- _DESCRIPTION OF THE TASK_:
Lay out the lines as a Markdown table with columns "Row" and "Line," starting at the first line and ending at the line containing "385 37 467 100", both included. Leave out blank lines.

(Dataset entries)
* * * * * * *

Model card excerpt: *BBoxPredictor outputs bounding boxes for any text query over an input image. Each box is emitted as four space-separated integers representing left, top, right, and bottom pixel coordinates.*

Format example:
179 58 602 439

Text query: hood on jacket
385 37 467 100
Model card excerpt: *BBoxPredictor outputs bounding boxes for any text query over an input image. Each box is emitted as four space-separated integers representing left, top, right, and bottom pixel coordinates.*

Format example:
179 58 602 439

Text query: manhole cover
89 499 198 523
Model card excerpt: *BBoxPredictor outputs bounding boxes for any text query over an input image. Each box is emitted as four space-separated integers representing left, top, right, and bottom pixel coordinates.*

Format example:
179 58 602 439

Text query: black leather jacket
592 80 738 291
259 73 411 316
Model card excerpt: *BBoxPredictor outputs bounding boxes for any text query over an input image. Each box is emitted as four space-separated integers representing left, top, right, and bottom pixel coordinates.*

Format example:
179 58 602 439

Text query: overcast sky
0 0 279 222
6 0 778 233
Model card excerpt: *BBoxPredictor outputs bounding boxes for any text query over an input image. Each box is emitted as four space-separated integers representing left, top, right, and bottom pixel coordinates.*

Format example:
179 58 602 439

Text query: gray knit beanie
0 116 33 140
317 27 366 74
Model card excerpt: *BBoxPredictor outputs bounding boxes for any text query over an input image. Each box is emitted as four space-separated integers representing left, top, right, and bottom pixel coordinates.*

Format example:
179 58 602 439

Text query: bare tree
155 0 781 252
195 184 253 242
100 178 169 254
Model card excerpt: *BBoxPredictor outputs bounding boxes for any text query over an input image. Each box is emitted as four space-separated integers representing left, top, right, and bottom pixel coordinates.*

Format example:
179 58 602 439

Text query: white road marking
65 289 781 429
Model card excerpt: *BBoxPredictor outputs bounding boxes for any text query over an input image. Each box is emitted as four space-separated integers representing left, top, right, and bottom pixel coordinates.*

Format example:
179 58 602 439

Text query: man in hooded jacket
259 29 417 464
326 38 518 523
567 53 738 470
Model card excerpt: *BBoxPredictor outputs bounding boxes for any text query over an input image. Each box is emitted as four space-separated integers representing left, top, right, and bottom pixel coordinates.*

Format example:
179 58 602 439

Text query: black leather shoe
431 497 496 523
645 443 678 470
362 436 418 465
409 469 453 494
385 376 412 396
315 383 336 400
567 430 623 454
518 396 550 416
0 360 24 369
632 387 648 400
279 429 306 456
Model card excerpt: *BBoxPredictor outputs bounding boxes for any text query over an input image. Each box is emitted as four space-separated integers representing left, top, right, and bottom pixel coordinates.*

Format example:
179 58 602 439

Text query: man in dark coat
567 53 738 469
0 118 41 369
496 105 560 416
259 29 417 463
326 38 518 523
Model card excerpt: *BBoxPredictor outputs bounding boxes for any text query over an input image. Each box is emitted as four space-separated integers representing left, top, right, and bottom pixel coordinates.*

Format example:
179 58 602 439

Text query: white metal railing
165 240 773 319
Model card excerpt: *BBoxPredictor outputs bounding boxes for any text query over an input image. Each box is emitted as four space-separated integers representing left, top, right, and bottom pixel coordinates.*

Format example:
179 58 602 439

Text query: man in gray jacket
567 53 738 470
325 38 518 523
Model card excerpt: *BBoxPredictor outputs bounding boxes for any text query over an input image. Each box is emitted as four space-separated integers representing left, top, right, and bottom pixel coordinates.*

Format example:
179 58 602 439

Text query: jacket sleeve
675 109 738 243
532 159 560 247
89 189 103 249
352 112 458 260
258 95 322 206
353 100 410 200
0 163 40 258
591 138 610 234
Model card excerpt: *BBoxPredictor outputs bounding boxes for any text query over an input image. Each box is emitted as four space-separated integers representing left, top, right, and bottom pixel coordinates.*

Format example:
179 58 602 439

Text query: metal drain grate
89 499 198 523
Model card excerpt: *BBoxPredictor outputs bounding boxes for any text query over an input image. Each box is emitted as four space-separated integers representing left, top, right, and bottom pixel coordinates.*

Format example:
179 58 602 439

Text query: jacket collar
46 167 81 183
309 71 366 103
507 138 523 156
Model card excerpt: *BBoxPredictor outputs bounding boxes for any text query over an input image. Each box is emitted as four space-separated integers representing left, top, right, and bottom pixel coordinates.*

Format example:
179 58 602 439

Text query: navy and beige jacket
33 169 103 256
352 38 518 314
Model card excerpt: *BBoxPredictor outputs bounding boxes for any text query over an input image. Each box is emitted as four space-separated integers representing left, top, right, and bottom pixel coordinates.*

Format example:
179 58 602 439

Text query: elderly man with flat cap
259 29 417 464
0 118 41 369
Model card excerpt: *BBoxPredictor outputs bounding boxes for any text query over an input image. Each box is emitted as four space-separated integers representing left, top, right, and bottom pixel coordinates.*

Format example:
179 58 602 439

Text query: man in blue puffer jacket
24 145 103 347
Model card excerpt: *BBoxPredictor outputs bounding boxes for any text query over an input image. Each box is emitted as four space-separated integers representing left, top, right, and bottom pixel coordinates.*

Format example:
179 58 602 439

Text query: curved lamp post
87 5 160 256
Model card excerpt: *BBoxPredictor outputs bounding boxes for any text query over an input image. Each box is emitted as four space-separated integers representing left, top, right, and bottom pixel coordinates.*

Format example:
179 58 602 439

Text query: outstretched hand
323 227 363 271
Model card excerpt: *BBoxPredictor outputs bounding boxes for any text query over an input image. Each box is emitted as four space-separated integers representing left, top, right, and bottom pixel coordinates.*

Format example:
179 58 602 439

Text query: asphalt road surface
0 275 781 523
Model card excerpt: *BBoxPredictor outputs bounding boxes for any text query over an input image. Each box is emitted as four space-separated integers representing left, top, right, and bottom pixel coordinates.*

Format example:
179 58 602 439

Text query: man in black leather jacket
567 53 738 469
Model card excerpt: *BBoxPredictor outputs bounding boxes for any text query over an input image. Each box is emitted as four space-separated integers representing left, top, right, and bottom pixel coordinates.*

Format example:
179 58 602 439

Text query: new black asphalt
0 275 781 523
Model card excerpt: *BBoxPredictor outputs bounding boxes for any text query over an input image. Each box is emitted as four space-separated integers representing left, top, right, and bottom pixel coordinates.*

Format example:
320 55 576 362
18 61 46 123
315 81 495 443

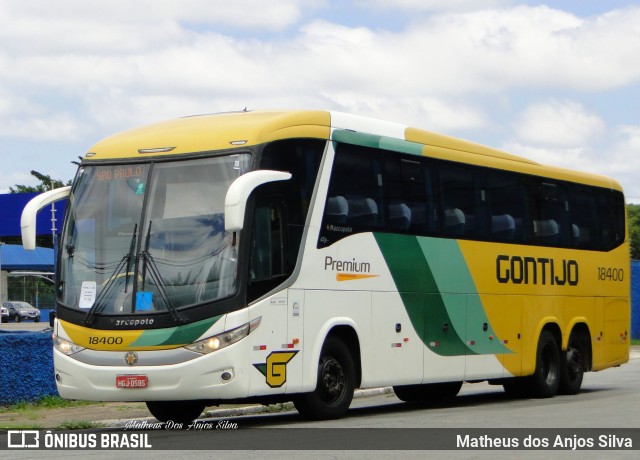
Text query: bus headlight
53 334 84 356
184 317 262 355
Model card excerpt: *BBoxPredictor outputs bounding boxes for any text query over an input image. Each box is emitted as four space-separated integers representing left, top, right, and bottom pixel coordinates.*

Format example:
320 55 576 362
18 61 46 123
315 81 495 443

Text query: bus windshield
59 154 250 316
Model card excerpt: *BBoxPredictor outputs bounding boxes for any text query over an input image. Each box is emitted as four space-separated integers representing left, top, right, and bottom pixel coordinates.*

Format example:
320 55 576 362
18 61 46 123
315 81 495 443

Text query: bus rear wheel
526 330 563 398
393 382 462 402
558 331 589 395
293 337 355 420
147 401 205 424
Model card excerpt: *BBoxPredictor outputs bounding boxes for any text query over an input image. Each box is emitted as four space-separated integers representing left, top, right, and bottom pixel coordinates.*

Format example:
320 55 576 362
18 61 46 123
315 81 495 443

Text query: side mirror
224 170 291 232
20 187 71 251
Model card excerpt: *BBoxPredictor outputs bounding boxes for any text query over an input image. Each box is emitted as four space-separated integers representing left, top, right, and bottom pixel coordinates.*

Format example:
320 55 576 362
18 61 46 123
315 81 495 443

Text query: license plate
116 375 149 388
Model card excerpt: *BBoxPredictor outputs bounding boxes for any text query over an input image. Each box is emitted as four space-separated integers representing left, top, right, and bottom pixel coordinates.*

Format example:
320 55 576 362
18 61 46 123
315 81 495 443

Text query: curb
100 387 393 428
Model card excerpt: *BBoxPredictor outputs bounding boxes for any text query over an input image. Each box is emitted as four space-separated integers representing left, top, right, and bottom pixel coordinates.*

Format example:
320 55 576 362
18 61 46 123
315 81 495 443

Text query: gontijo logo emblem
253 350 299 388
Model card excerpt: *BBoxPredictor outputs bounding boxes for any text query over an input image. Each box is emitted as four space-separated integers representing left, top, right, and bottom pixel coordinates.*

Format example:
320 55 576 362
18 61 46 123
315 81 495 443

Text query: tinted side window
486 171 531 243
318 144 385 247
438 162 488 239
596 191 626 250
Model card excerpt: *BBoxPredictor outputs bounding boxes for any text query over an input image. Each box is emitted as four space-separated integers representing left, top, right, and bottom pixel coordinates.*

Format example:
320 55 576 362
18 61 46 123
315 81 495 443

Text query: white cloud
502 125 640 203
356 0 511 12
514 100 605 148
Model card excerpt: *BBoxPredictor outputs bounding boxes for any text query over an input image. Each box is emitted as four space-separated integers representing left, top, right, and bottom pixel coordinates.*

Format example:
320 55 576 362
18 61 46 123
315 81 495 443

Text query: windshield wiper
140 221 186 323
84 224 138 325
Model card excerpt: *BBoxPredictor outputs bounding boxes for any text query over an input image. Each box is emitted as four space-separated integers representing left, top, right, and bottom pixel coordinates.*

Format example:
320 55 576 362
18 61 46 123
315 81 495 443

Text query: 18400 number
598 267 624 281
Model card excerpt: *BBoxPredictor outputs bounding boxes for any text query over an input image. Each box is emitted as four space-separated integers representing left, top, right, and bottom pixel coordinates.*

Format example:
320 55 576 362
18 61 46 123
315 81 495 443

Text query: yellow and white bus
22 111 630 422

* * * * * * *

- _ANSWER TO THIS TASK_:
| Row | Line |
|---|---|
| 1 | Model card excerpt: *BBoxPredictor outputs bounding boxes for any text query over an input image. Each box is emitted as four space-separated integers representing left, top, right, and bottom pixel coordinates.* |
| 2 | Format example: |
| 3 | 179 58 602 439 |
| 4 | Text query: hood on jacket |
| 5 | 385 37 467 100 |